[TRECHO DO TEXTO]

Apresentam críticas ao cristianismo como fosse fator-chave na dissolução da ordem tradicional e na gênese de valores modernos rejeitados por eles, como o igualitarismo. A espiritualidade cristã impede os crentes de atingir o ápice mais alto da autoafirmação individualista. Lamentam o crescente apoio da igreja moderna à democracia liberal e sua defesa de direitos naturais pela igualdade humana.
A II Guerra Mundial é examinada como um conflito entre as ideologias de liberalismo e comunismo, consideradas filosoficamente relacionadas pela crença na igualdade humana. Uma corrente da direita faz a tentativa “heroica” de construir uma sociedade capaz de escapar dessas ideologias.
Neonazistas não escondem seu antissemitismo virulento. Veem a história ocidental como uma luta eterna contra os judeus, a quem acusam de favorecer o materialismo, o triunfo da economia, a oposição ao absolutismo e à unidade religiosa do Ocidente, em defesa da liberdade de comércio e usura.
A direita vê o “marxismo cultural” como uma arma intelectual, criada pelo “espírito judaico”, para corroer os fundamentos da cultura ocidental. Os marxistas fazem uma crítica destrutiva e promovem valores capazes de minarem a identidade ocidental e sua compulsão inata para a dominação cultural.
Os eurocêntricos de direita defendem a importância da cultura, da história e das tradições europeias como elementos definidores da identidade. Está ligada àquilo distinto de um grupo diante os outros. O pertencimento a um grupo seria fundamental para a realização humana e para a atribuição de significado à vida.

[/TRECHO DO TEXTO]
[LINHAS DE DADOS]

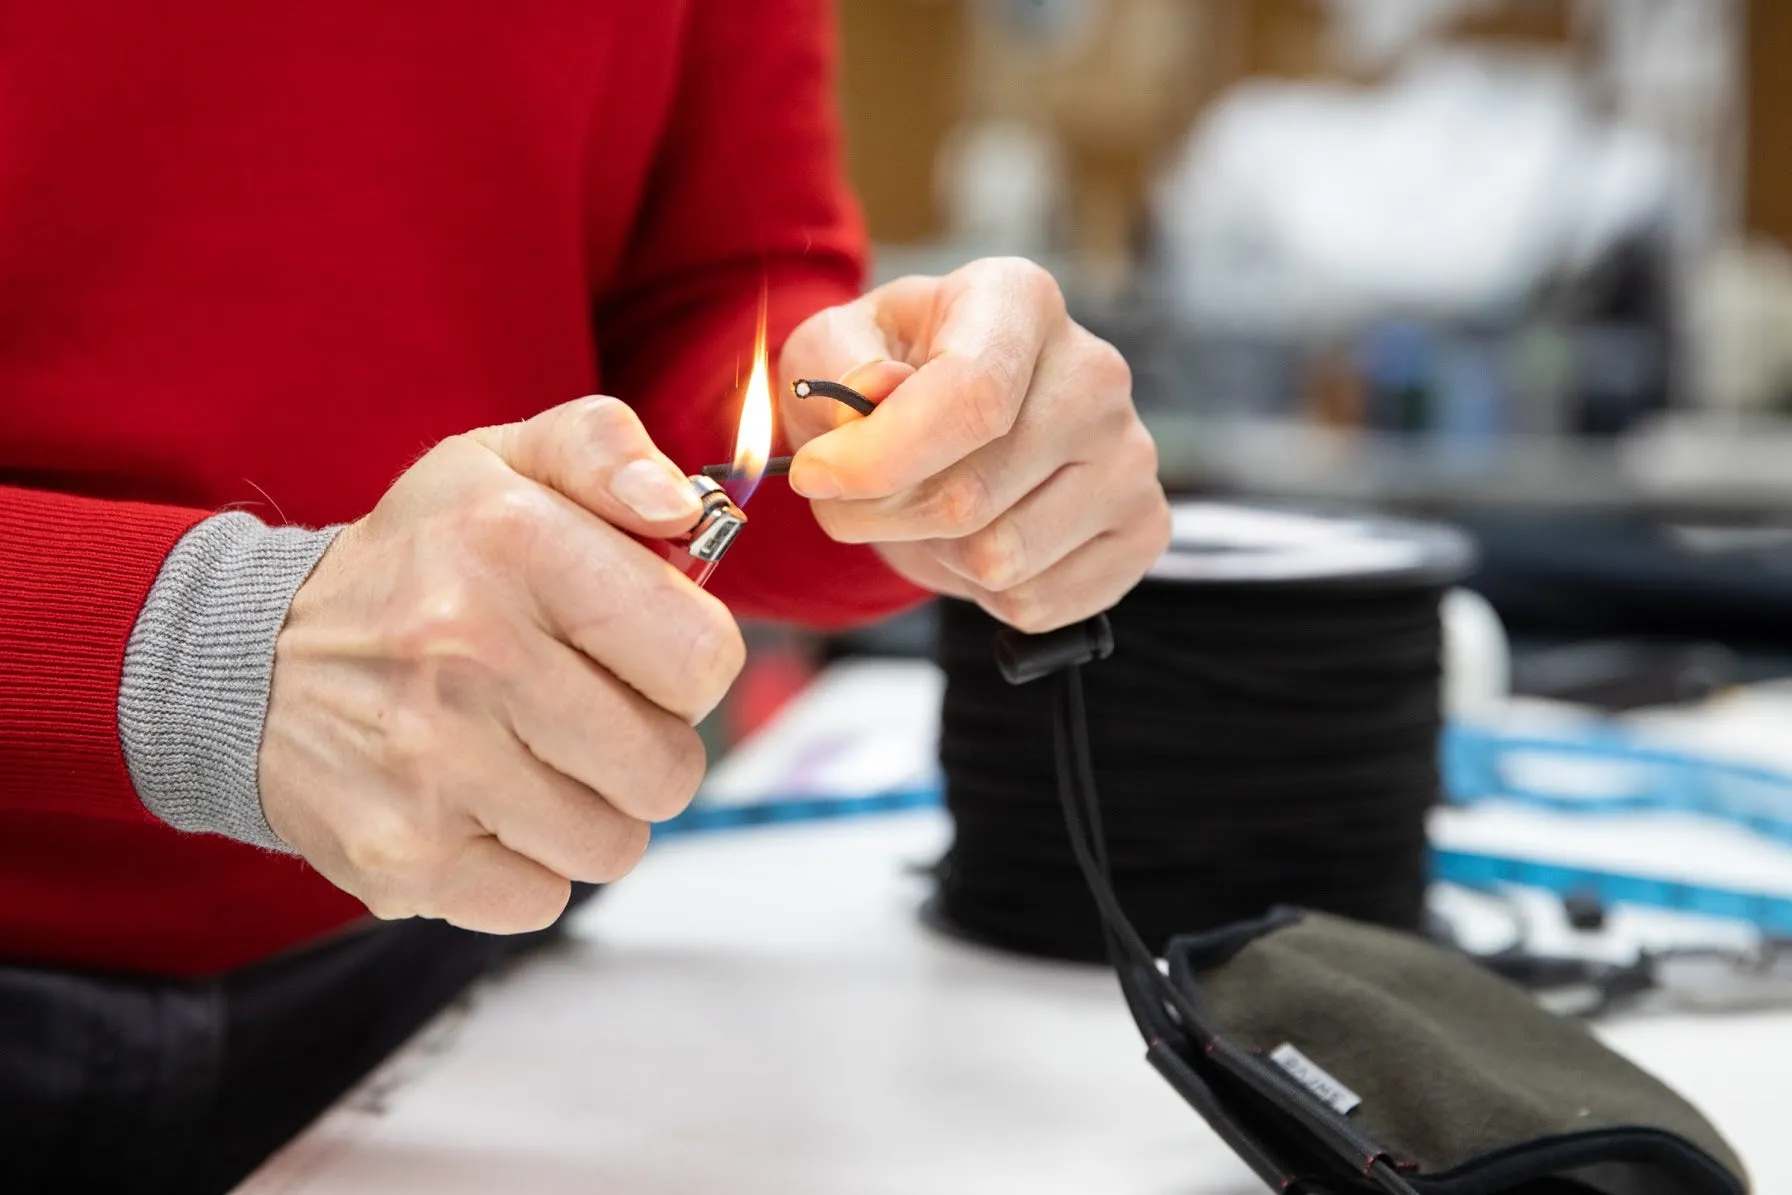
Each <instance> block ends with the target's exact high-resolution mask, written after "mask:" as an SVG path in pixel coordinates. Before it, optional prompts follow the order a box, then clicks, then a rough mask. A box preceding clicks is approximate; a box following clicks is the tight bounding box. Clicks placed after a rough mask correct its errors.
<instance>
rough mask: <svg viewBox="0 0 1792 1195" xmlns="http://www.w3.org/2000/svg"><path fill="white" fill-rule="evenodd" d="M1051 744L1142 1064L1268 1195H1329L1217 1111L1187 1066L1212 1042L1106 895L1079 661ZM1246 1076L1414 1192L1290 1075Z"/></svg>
mask: <svg viewBox="0 0 1792 1195" xmlns="http://www.w3.org/2000/svg"><path fill="white" fill-rule="evenodd" d="M1052 744H1054V758H1055V772H1057V797H1059V806H1061V812H1063V819H1064V830H1066V837H1068V842H1070V851H1072V856H1073V858H1075V862H1077V869H1079V871H1081V874H1082V880H1084V885H1086V889H1088V892H1090V896H1091V898H1093V901H1095V907H1097V910H1098V917H1100V923H1102V932H1104V937H1106V941H1107V953H1109V959H1111V960H1113V966H1115V971H1116V975H1118V978H1120V989H1122V993H1124V996H1125V1002H1127V1009H1129V1010H1131V1014H1133V1019H1134V1023H1136V1025H1138V1030H1140V1034H1142V1036H1143V1037H1145V1043H1147V1061H1150V1062H1152V1066H1154V1068H1156V1070H1158V1071H1159V1073H1161V1075H1163V1077H1165V1080H1168V1084H1170V1086H1172V1088H1174V1089H1176V1091H1177V1093H1179V1095H1181V1096H1183V1098H1185V1100H1186V1102H1188V1104H1190V1107H1193V1109H1195V1111H1197V1113H1199V1114H1201V1116H1202V1118H1204V1120H1206V1122H1208V1123H1210V1125H1211V1127H1213V1129H1215V1131H1217V1132H1219V1134H1220V1136H1222V1138H1224V1139H1226V1143H1228V1145H1229V1147H1231V1148H1233V1150H1235V1152H1236V1154H1238V1156H1240V1157H1242V1159H1244V1161H1245V1163H1247V1165H1249V1166H1251V1168H1253V1170H1254V1172H1256V1174H1258V1177H1262V1179H1263V1181H1265V1182H1269V1186H1271V1188H1272V1190H1278V1191H1283V1193H1285V1195H1287V1193H1292V1191H1314V1195H1321V1191H1324V1190H1331V1188H1330V1186H1312V1184H1308V1182H1306V1181H1305V1179H1301V1175H1299V1172H1297V1170H1296V1168H1294V1166H1290V1165H1288V1161H1285V1159H1283V1157H1281V1156H1278V1150H1276V1148H1274V1147H1271V1145H1269V1143H1265V1141H1263V1139H1260V1138H1258V1136H1256V1134H1254V1132H1253V1131H1249V1129H1247V1127H1245V1125H1244V1123H1242V1122H1240V1120H1238V1118H1236V1116H1235V1114H1231V1113H1229V1111H1228V1109H1226V1105H1224V1104H1222V1100H1220V1098H1219V1096H1217V1093H1215V1089H1213V1088H1211V1086H1210V1084H1208V1082H1206V1080H1204V1079H1201V1075H1199V1073H1197V1071H1195V1068H1193V1066H1192V1064H1190V1061H1188V1055H1190V1053H1193V1052H1195V1050H1197V1048H1199V1050H1211V1048H1215V1046H1219V1045H1222V1043H1220V1041H1219V1039H1217V1034H1215V1030H1213V1028H1211V1025H1210V1021H1208V1018H1206V1014H1204V1010H1202V1009H1201V1007H1199V1002H1197V1000H1195V996H1193V994H1192V993H1190V991H1185V989H1183V987H1181V985H1179V984H1176V982H1172V978H1170V976H1168V975H1165V973H1163V971H1161V969H1159V967H1158V955H1156V951H1154V950H1152V948H1150V946H1147V944H1145V941H1143V939H1142V937H1140V933H1138V930H1136V928H1134V926H1133V921H1131V919H1129V917H1127V914H1125V910H1124V908H1122V905H1120V898H1118V894H1116V892H1115V889H1113V883H1111V873H1109V856H1107V842H1106V831H1104V817H1102V806H1100V797H1098V795H1097V787H1095V763H1093V754H1091V747H1090V735H1088V708H1086V701H1084V692H1082V668H1081V665H1070V666H1066V668H1063V670H1061V672H1059V674H1057V677H1055V683H1054V718H1052ZM1249 1073H1251V1071H1245V1073H1244V1075H1242V1079H1244V1082H1247V1084H1249V1086H1251V1088H1253V1089H1254V1095H1256V1098H1271V1100H1274V1102H1276V1105H1278V1107H1279V1109H1281V1111H1283V1114H1287V1116H1288V1118H1292V1120H1296V1122H1299V1123H1301V1125H1305V1129H1306V1131H1308V1132H1312V1134H1314V1138H1315V1141H1319V1143H1322V1145H1324V1147H1326V1148H1330V1150H1331V1152H1333V1154H1335V1156H1339V1157H1342V1159H1348V1161H1349V1163H1351V1165H1353V1166H1360V1174H1362V1177H1364V1179H1367V1181H1369V1182H1373V1184H1374V1186H1378V1188H1382V1190H1383V1191H1389V1193H1391V1195H1414V1191H1412V1186H1410V1184H1407V1182H1405V1179H1403V1177H1401V1175H1400V1174H1398V1172H1396V1170H1394V1166H1392V1165H1391V1163H1389V1159H1387V1157H1385V1156H1383V1154H1382V1152H1380V1150H1378V1148H1376V1147H1373V1145H1371V1143H1369V1141H1367V1139H1366V1138H1362V1136H1360V1134H1358V1132H1357V1131H1355V1129H1351V1127H1349V1125H1346V1123H1340V1122H1339V1120H1333V1118H1330V1116H1326V1114H1324V1113H1321V1111H1319V1109H1317V1107H1315V1105H1314V1104H1312V1100H1310V1096H1308V1095H1306V1093H1305V1091H1301V1089H1297V1088H1296V1086H1294V1080H1292V1079H1288V1077H1287V1075H1283V1073H1281V1071H1276V1070H1272V1068H1256V1071H1254V1073H1256V1079H1254V1080H1253V1079H1249Z"/></svg>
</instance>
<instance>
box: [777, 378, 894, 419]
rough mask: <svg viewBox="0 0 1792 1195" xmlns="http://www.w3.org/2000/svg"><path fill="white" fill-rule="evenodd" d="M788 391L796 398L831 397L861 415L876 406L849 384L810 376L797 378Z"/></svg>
mask: <svg viewBox="0 0 1792 1195" xmlns="http://www.w3.org/2000/svg"><path fill="white" fill-rule="evenodd" d="M790 392H792V394H796V396H797V398H831V400H833V401H837V403H844V405H848V407H851V408H853V410H857V412H858V414H862V416H869V414H871V412H873V410H876V408H878V405H876V403H873V401H871V400H869V398H866V396H864V394H860V392H858V391H855V389H853V387H849V385H840V383H839V382H817V380H812V378H797V380H796V382H792V383H790Z"/></svg>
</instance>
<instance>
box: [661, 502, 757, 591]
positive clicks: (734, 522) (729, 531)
mask: <svg viewBox="0 0 1792 1195" xmlns="http://www.w3.org/2000/svg"><path fill="white" fill-rule="evenodd" d="M688 480H690V487H692V489H694V491H697V500H699V502H702V514H701V516H699V518H697V523H695V525H694V527H692V529H690V530H688V532H685V534H683V536H679V537H677V539H665V541H661V543H659V545H658V546H659V550H661V554H663V555H665V557H667V561H670V563H672V566H674V568H676V570H679V572H681V573H685V575H686V577H690V579H692V580H694V582H695V584H697V586H699V588H701V586H704V584H708V580H710V573H713V572H715V566H717V564H720V563H722V557H724V555H728V548H729V546H731V545H733V543H735V536H738V534H740V529H742V527H745V525H747V516H745V512H742V509H740V507H737V505H735V500H733V498H729V496H728V491H726V489H722V487H720V486H719V484H715V482H711V480H710V478H708V477H701V475H699V477H692V478H688Z"/></svg>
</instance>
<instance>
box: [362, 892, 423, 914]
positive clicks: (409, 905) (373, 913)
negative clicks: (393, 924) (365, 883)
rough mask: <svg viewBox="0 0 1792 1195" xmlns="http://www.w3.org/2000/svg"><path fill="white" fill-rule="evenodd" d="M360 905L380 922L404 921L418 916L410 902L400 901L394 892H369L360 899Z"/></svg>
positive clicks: (403, 899) (415, 909)
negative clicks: (410, 903) (361, 905)
mask: <svg viewBox="0 0 1792 1195" xmlns="http://www.w3.org/2000/svg"><path fill="white" fill-rule="evenodd" d="M360 903H362V905H366V907H367V912H369V914H373V916H375V917H378V919H380V921H405V919H407V917H416V916H418V912H416V908H412V905H410V901H405V899H401V898H400V896H398V894H394V892H369V894H366V896H362V898H360Z"/></svg>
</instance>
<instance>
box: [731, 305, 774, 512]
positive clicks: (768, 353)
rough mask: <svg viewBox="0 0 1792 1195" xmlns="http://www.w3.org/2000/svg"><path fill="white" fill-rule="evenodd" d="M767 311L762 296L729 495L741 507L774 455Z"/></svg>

[/LINHAS DE DADOS]

* _TAREFAS DO EXERCÍCIO_:
**A)** Transcreva do trecho sobre a direita a passagem que começa em "Neonazistas não escondem" e termina em "comércio e usura.".
**B)** No trecho sobre a direita, como a II Guerra Mundial é examinada?
**C)** Prossiga com o trecho sobre a direita a partir da última frase apresentada.
As linhas são um material à parte, independente do trecho sobre a direita.

* _RESPOSTAS POR TAREFA_:
**A)**
Neonazistas não escondem seu antissemitismo virulento. Veem a história ocidental como uma luta eterna contra os judeus, a quem acusam de favorecer o materialismo, o triunfo da economia, a oposição ao absolutismo e à unidade religiosa do Ocidente, em defesa da liberdade de comércio e usura.

**B)** Como um conflito entre as ideologias de liberalismo e comunismo.

**C)**
O paganismo cultua muitos deuses e dirige críticas ao cristianismo, vendo-o como incompatível com a identidade e os valores europeus. O homem pagão experimenta o lugar onde nasce como uma relação de filiação, enquanto no monoteísmo bíblico, a terra não é uma pátria original. Desse modo, o cristianismo contribuiu para o universalismo e o individualismo, rejeitados por essa corrente.
A direita radical critica o cristianismo por inventar a autonomia individual em decisões sobre si. Ela também o culpa por desmantelar as desigualdades humanas, em vez de reforçá-las. A crítica não se centra na intolerância do cristianismo para com os de fora, mas sim pela sua abertura a eles.
A direita radical americana representa a ascensão de um movimento político capaz de eleger Donald Trump por duas vezes. Explorou a política para a classe média americana e o ressentimento de uma maioria deslocada, sugerindo a mudança de foco do Partido Republicano para temas nacionalistas e populistas. Estes, e não a ortodoxia do livre mercado, constituem o cerne do Partido Republicano e sua estratégia mais viável para o sucesso eleitoral.
Os pensadores da direita radical criticam as pretensões universalistas do liberalismo ao aplicar os mesmos princípios a todos os indivíduos e culturas. Eles defendem uma visão mais relativista ou particularista do mundo, onde diferentes culturas e grupos possuem seus próprios valores e identidades únicas.
Em resumo, embora compartilhem uma forte oposição ao liberalismo ocidental e seus princípios, os pensadores da direita radical apresentam diagnósticos e soluções diversas, enraizadas em diferentes tradições intelectuais e focadas em diferentes aspectos da crise percebida. Suas convergências residem na rejeição do universalismo e da narrativa de progresso liberal, enquanto suas divergências se manifestam em suas explicações para a decadência ocidental e em suas visões de uma desejável (des)ordem pós-liberal.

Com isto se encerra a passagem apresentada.